Data excerpts:
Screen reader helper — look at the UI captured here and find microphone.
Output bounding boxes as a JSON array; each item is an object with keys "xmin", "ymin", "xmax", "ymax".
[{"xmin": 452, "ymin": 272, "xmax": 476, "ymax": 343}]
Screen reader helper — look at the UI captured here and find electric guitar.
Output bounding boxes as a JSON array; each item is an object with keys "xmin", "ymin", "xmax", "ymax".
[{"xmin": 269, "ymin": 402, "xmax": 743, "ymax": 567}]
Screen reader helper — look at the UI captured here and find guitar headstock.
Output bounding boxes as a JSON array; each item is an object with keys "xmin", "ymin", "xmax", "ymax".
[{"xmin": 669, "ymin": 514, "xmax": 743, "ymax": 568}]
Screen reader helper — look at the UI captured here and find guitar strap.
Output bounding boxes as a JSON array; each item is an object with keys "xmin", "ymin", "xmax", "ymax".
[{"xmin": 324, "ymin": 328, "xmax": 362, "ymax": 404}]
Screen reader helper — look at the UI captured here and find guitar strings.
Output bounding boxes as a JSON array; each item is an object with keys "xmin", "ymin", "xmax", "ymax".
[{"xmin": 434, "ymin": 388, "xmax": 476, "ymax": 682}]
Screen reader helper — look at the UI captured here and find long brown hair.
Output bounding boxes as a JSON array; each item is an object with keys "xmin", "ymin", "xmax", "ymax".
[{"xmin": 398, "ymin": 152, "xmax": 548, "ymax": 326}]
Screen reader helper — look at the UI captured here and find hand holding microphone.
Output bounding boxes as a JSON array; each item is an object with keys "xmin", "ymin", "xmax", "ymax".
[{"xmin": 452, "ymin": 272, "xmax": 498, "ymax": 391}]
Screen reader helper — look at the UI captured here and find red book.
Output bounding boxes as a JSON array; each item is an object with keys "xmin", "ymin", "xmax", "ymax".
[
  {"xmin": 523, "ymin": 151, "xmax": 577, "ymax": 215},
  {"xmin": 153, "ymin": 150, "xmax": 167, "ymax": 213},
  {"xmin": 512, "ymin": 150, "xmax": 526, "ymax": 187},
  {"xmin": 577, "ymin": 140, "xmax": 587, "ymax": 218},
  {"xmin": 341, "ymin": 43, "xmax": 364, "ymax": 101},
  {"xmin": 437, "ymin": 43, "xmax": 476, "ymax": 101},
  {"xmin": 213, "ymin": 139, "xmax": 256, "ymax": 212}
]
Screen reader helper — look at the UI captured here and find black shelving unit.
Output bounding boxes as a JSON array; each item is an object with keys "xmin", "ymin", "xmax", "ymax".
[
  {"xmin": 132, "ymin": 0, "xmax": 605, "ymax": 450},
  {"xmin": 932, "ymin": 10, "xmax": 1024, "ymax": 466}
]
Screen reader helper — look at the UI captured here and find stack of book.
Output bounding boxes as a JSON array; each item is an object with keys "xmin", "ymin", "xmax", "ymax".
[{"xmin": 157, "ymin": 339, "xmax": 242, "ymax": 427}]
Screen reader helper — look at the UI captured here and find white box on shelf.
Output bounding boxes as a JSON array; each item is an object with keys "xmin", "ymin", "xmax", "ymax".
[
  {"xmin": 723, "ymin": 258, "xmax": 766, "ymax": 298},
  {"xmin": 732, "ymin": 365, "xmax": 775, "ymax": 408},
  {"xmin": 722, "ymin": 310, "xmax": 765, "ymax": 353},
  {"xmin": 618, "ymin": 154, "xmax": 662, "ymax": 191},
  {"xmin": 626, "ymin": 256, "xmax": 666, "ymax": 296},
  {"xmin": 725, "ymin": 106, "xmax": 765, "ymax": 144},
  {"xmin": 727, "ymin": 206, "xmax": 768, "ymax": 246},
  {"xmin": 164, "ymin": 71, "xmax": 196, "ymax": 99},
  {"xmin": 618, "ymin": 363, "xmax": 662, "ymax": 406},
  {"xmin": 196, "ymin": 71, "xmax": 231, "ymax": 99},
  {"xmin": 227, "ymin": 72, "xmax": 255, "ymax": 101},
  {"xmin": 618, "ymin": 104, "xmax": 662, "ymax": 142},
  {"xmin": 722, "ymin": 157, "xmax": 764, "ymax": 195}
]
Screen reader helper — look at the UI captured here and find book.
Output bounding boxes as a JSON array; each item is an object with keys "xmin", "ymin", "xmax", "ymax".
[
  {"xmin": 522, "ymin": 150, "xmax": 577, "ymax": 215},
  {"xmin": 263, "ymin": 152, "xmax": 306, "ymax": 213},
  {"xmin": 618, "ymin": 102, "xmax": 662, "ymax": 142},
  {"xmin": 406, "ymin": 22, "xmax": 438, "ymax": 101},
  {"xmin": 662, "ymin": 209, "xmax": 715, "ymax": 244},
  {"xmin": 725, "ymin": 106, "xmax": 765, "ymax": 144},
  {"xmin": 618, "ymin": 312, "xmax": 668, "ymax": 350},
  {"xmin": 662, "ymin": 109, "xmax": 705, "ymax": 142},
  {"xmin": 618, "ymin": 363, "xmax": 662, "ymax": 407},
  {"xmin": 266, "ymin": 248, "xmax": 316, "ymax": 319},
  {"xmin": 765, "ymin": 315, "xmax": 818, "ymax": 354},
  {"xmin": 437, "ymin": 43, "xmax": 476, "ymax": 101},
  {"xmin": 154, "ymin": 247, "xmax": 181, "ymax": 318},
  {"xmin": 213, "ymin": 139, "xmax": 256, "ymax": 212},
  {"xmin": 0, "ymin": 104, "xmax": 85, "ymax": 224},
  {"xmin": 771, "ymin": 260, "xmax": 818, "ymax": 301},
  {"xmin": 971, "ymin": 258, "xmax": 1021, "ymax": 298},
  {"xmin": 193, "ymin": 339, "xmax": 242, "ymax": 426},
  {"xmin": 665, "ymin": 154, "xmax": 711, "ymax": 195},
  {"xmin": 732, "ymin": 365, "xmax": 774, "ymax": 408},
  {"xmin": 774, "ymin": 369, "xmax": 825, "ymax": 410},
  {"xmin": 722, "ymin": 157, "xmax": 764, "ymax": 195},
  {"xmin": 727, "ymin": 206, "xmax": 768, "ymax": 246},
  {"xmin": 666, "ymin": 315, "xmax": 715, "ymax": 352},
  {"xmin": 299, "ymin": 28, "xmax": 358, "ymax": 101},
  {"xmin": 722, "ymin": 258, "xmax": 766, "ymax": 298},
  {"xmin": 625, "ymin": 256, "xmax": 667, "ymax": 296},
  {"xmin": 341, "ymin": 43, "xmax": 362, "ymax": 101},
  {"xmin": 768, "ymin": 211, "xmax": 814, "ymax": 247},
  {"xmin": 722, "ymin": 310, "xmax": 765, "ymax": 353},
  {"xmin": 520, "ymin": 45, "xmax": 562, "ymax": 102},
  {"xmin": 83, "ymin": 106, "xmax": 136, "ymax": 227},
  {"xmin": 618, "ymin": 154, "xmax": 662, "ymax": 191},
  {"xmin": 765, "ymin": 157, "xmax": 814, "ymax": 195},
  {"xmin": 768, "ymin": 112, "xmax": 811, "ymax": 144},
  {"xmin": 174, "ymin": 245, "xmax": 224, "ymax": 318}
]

Challenge:
Report every line of the items that contains the word "guitar", copying each such line in full.

Response:
Screen reader helper — look at the UI captured here and find electric guitar.
Screen reader helper — look at the UI captured here and find guitar headstock.
Screen reader helper — look at the UI captured here and find guitar strap.
Screen reader helper — look at the UI captured here and find guitar strings.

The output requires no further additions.